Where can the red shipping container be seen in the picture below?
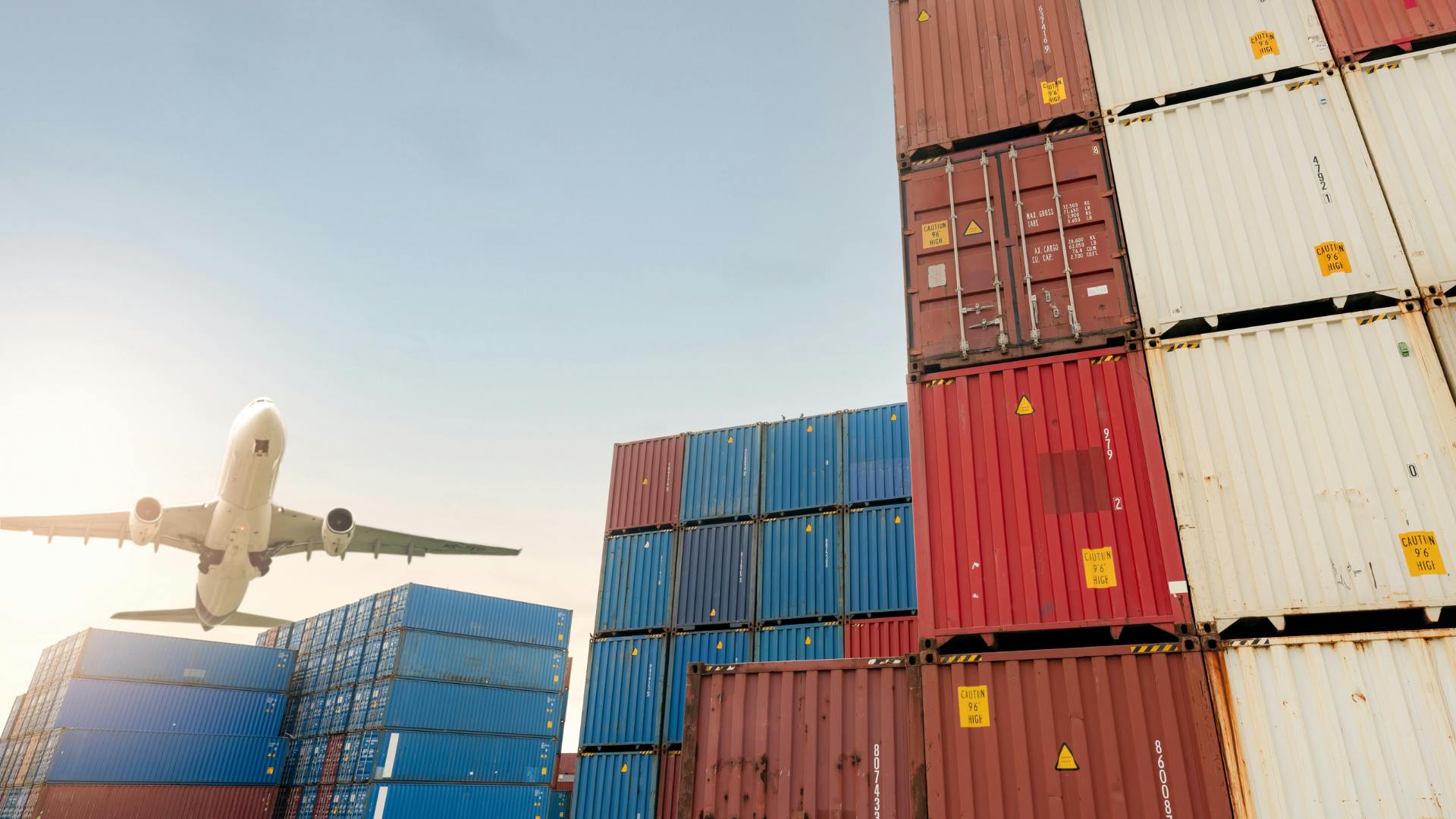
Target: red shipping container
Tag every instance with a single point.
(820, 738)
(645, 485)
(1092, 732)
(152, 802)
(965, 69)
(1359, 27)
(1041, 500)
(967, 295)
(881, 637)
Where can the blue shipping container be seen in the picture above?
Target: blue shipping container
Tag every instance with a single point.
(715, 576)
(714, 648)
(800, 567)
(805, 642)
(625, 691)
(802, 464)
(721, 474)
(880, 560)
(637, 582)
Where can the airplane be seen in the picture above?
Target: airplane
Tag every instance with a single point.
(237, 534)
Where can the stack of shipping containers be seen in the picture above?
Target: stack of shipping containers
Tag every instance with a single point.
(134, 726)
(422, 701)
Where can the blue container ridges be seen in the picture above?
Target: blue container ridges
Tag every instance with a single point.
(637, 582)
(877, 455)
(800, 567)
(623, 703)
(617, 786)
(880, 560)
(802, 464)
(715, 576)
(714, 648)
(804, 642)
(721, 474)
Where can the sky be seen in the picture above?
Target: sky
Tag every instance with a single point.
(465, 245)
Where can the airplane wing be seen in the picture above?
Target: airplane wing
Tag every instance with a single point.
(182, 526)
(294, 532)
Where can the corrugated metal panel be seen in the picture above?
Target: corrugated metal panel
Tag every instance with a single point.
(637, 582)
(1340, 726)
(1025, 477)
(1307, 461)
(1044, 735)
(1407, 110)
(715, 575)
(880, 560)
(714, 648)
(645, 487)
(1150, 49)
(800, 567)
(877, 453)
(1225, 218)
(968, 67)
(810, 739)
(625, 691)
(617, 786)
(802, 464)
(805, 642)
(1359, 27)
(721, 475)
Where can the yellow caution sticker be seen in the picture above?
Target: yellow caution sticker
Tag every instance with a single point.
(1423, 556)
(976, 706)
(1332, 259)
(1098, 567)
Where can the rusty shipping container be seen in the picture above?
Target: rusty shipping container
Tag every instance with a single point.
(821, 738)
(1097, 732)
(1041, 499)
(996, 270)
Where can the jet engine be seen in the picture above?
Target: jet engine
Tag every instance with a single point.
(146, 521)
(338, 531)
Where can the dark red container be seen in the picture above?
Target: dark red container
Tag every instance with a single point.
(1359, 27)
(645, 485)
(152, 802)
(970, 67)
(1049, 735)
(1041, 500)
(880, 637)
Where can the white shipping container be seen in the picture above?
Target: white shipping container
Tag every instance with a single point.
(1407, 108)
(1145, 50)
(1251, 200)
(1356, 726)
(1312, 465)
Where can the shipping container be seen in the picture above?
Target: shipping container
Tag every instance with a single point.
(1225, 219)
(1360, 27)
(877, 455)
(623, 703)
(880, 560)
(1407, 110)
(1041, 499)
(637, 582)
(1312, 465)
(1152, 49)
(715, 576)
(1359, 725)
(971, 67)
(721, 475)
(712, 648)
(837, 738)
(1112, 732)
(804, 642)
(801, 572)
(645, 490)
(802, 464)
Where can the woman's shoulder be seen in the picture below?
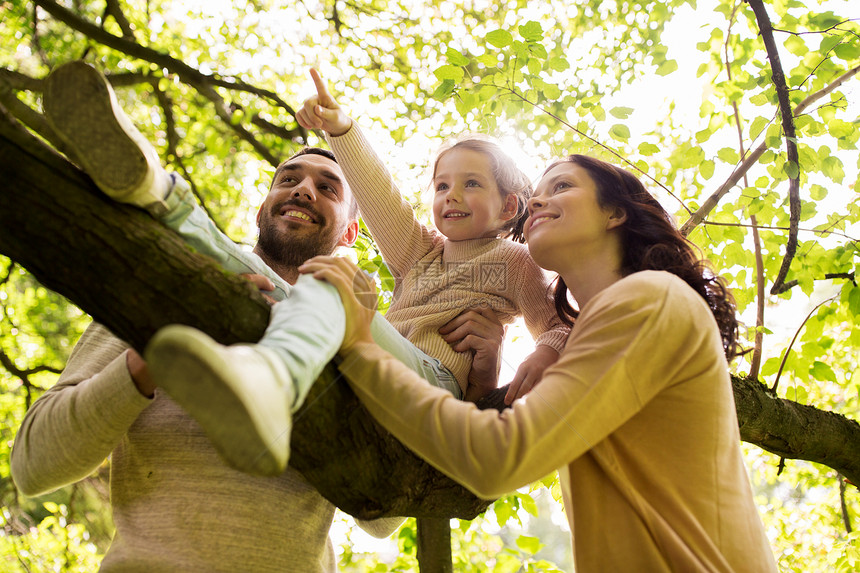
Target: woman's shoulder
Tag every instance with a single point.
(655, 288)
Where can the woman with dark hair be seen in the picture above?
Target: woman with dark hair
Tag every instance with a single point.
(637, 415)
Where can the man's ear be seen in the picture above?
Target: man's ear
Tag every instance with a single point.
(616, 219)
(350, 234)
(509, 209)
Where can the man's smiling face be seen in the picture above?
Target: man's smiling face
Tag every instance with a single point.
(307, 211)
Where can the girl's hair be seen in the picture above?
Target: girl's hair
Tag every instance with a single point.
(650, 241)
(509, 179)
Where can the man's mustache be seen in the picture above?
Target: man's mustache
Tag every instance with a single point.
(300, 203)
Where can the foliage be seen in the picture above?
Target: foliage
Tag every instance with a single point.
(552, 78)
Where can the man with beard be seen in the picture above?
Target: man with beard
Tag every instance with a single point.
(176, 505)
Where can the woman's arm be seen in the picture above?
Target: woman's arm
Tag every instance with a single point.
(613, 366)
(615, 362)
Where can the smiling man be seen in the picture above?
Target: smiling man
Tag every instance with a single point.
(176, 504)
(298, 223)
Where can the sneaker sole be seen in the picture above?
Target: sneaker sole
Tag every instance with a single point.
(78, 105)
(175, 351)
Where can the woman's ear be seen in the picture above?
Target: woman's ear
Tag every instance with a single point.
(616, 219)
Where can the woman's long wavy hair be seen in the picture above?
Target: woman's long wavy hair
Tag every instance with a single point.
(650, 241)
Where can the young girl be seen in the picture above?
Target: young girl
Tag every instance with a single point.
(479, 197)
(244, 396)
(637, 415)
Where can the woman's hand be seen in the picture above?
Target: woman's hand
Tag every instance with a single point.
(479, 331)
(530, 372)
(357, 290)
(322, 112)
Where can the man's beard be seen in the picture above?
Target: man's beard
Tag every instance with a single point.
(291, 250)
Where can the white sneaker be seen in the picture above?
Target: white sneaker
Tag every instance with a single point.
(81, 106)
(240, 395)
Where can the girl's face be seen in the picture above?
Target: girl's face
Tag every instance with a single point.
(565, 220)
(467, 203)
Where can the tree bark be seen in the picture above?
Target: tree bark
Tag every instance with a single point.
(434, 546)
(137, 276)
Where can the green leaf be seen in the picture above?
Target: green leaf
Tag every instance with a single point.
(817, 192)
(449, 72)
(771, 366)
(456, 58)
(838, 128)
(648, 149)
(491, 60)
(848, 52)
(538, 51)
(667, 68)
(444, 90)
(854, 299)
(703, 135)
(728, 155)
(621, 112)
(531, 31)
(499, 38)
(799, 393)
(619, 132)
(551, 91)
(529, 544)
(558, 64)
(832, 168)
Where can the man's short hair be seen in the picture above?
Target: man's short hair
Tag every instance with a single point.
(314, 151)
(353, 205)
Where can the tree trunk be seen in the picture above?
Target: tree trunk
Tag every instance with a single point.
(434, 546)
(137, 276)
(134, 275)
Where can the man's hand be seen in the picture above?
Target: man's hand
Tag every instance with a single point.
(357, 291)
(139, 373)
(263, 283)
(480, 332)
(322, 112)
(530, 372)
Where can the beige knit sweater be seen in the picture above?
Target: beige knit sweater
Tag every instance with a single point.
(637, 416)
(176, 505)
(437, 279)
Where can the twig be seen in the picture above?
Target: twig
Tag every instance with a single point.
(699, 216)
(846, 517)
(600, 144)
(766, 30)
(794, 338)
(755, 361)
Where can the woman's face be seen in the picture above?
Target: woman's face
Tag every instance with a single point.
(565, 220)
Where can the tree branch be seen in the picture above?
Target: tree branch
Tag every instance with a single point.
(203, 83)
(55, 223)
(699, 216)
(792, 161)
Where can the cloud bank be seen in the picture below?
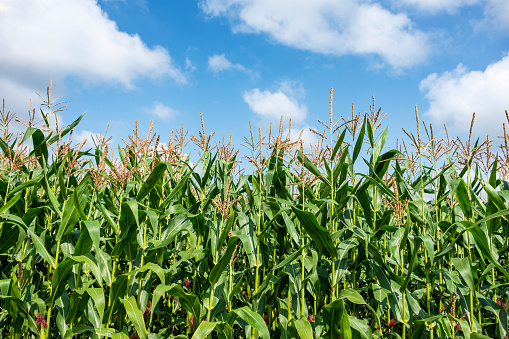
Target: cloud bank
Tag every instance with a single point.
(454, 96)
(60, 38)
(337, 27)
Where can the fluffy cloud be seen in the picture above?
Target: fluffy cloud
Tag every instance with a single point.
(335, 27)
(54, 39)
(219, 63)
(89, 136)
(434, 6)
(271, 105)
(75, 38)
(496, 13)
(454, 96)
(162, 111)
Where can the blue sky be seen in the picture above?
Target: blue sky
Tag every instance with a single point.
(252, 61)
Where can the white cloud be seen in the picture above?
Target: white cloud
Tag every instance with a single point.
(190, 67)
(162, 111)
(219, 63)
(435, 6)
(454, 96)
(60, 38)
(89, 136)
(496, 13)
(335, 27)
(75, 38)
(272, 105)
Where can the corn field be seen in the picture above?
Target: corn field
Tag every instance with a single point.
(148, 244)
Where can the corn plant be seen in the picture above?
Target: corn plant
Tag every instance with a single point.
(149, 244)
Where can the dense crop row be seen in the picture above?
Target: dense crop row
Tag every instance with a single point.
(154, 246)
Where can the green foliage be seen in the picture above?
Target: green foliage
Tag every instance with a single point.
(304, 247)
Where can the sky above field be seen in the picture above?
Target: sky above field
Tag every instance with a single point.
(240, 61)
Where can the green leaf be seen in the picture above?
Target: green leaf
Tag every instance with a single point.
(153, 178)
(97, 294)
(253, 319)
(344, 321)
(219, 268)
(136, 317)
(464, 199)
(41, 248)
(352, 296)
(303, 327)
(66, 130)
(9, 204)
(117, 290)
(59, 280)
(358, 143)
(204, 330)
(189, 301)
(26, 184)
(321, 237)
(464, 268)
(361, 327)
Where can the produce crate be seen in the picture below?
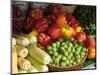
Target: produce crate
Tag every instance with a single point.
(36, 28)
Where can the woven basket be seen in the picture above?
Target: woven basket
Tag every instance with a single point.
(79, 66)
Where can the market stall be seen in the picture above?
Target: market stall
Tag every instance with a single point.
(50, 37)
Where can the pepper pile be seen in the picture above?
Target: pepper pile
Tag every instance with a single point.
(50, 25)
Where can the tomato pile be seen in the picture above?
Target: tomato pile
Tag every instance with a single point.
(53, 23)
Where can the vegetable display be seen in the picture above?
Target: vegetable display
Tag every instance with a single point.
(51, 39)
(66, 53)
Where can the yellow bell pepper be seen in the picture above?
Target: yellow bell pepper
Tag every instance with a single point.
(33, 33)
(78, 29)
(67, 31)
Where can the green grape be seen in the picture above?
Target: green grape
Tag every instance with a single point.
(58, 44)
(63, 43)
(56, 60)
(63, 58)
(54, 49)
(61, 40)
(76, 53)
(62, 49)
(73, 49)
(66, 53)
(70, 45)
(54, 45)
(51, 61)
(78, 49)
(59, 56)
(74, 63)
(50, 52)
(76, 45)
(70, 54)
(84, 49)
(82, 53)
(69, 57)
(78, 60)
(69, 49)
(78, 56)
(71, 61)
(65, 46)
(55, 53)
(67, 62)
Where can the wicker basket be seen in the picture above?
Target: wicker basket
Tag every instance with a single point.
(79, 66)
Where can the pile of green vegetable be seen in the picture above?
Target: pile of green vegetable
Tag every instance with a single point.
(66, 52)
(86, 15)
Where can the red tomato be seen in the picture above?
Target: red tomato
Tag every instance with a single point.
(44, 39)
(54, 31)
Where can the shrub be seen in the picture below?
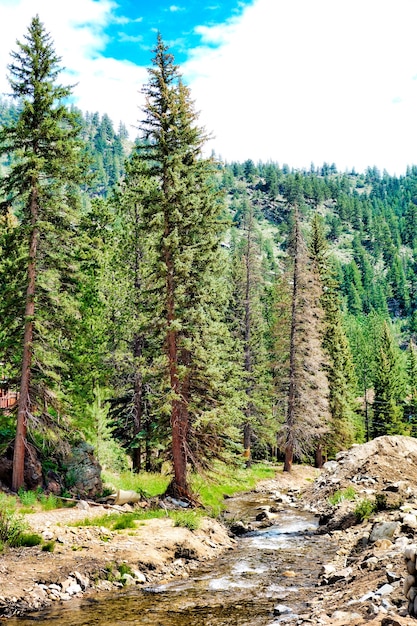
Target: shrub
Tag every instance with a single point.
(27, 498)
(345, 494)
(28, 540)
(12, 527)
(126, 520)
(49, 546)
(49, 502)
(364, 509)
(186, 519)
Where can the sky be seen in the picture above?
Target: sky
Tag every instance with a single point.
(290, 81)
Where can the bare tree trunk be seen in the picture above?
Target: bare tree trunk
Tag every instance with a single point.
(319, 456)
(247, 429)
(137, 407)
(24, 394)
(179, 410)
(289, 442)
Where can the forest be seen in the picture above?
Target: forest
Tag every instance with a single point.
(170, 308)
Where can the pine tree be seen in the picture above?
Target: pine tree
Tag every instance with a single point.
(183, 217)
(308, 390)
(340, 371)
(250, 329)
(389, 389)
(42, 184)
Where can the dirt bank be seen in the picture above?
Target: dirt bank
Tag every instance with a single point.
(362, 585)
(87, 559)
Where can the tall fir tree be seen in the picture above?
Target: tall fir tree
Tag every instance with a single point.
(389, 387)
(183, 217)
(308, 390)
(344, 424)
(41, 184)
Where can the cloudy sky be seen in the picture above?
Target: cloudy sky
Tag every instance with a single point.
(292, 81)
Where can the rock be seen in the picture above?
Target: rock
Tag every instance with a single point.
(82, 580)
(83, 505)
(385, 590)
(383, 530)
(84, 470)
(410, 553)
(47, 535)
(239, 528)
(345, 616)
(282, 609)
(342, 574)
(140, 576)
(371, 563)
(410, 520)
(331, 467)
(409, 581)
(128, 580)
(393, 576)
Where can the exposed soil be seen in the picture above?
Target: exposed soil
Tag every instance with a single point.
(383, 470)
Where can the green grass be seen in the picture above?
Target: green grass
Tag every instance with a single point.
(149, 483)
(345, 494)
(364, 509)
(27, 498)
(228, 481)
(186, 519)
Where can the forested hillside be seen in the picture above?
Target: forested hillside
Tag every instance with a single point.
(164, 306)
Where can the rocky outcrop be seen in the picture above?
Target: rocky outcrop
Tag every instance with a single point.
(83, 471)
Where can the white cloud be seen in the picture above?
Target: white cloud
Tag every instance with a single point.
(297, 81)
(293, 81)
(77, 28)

::::::::

Extract every line from the one with "Where can the forest be" down to the final line above, both included, exactly as written.

# TASK RESPONSE
Where can the forest be seen in the picture above?
Target: forest
Tag every instance with a single point.
(170, 308)
Where can the pine tree be seen in the picture above?
Target: pine tree
Tag every instance with a single point.
(183, 217)
(308, 390)
(340, 371)
(250, 329)
(389, 389)
(42, 184)
Where can the dirt bank be seen in the picture above?
Target: dirt bank
Tag every instance with a single point.
(362, 585)
(87, 559)
Where can the tall fir tree be seen in the picture above?
Target: tall fir tree
Tag every instance with a single point.
(389, 387)
(183, 217)
(308, 390)
(344, 424)
(41, 184)
Where can the cloudy sky be seen in the picture above?
Target: cloudy sky
Tag every instance with a single point.
(292, 81)
Where can the rock be seen in the picture above?
Target: rock
Tag every instance with a single point.
(82, 580)
(83, 505)
(385, 590)
(383, 530)
(84, 470)
(410, 553)
(47, 535)
(239, 528)
(345, 616)
(282, 609)
(342, 574)
(140, 576)
(371, 563)
(410, 520)
(331, 467)
(409, 581)
(128, 580)
(393, 576)
Where can the exposed soil be seen in the picture above?
Target: exposed soil
Tag every instance with a single point.
(383, 470)
Where can the green grass be seen in the picture above?
Target: green grass
Tag every instance with a single point.
(149, 483)
(345, 494)
(364, 509)
(27, 498)
(228, 481)
(186, 519)
Where can the forested hillside be seen in the picture above?
Target: forested hillside
Tag every instance with a single point.
(164, 306)
Where can the rocky outcrop be seen in the picture above?
Target: rocky outcrop
Tag every instance with a single point.
(83, 471)
Where can the white cloud be seen in the picture above?
Target: white cloud
Tag every instance with a single point.
(297, 81)
(293, 81)
(77, 28)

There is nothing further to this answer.